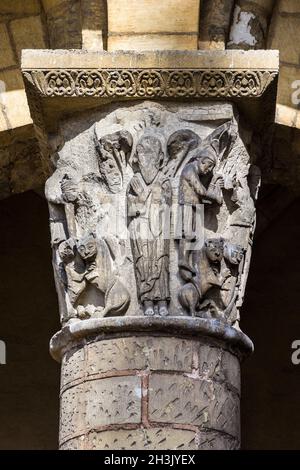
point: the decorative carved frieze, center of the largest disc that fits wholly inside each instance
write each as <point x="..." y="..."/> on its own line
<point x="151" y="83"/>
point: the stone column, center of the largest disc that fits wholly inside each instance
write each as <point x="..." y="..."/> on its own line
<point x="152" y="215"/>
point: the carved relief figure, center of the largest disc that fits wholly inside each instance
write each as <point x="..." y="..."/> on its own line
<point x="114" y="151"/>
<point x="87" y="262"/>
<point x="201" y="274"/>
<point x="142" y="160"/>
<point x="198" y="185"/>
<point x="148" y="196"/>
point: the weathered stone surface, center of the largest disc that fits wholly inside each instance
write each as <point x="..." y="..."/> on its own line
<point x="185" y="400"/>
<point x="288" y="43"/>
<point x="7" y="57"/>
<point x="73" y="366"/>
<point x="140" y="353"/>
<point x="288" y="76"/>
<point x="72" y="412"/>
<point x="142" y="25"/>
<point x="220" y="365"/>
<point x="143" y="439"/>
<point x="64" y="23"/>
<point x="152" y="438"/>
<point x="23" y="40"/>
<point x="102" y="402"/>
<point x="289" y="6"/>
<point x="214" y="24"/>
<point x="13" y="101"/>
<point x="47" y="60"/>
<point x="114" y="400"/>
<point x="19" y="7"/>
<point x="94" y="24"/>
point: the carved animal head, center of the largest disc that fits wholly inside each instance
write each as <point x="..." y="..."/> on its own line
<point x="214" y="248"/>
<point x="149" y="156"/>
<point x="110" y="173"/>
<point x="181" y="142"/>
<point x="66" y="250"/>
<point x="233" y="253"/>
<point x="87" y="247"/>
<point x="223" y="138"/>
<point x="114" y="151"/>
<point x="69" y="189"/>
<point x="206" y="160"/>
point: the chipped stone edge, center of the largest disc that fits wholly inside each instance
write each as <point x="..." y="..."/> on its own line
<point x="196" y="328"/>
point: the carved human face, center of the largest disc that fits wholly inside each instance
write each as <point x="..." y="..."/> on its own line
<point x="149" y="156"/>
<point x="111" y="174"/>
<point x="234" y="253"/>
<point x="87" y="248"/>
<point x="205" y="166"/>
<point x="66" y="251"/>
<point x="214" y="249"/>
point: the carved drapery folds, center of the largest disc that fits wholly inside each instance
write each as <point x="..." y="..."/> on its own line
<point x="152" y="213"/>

★ ★ ★

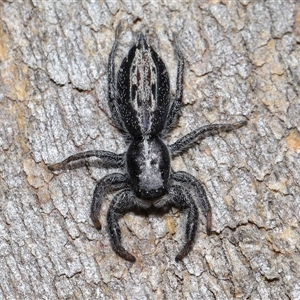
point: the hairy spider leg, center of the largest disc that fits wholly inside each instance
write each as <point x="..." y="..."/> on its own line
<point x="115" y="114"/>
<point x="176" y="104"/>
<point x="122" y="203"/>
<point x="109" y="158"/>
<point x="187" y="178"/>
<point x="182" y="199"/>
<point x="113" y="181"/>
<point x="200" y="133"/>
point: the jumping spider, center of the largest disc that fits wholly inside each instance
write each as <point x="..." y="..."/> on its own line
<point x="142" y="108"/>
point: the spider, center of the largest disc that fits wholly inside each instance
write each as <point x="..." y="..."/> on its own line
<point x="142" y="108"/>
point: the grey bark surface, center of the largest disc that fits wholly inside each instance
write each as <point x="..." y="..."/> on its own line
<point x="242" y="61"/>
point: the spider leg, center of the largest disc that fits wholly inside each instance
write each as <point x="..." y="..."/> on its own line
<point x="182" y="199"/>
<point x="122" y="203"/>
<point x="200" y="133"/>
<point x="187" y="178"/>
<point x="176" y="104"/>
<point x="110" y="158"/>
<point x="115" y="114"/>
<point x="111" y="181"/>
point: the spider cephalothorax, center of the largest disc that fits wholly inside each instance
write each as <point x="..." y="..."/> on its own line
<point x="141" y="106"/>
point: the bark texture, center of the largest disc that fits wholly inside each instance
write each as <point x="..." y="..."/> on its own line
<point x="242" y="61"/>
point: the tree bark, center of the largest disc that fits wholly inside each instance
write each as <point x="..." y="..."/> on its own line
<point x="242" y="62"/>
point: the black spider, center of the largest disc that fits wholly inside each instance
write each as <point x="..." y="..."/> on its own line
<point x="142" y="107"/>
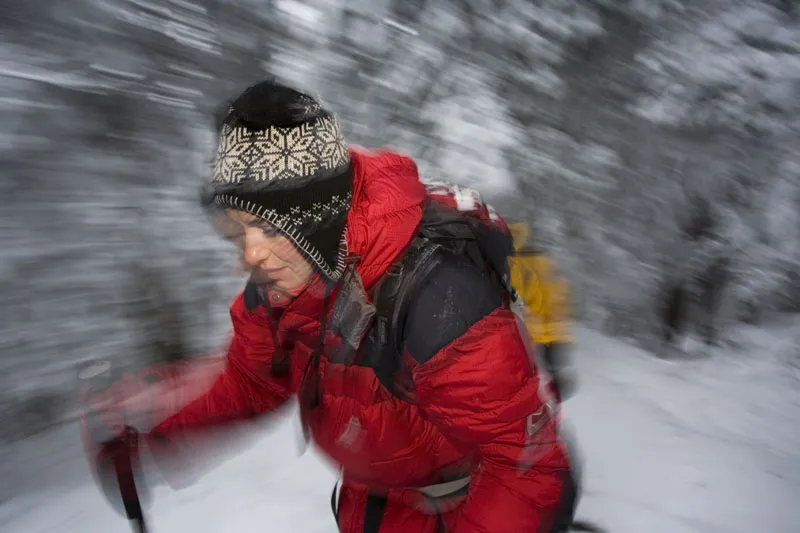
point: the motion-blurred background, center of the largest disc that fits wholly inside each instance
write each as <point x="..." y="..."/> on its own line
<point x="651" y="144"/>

★ ★ ★

> **WHAT YOU SHOULD DO**
List every row that contains the word "carved", copying each one in full.

> **EXERCISE RESPONSE**
point: the decorative carved frieze, center of the largest disc that fits wholly inside each instance
point: the carved relief figure, center of the largest disc that fits wholly inside each instance
point: the carved animal head, center of the largest disc that fits wholly inside each instance
point: the carved human face, center of the largest disc that fits wholly inside each instance
point: the carved drapery folds, center of the largest disc that fits wholly inside each instance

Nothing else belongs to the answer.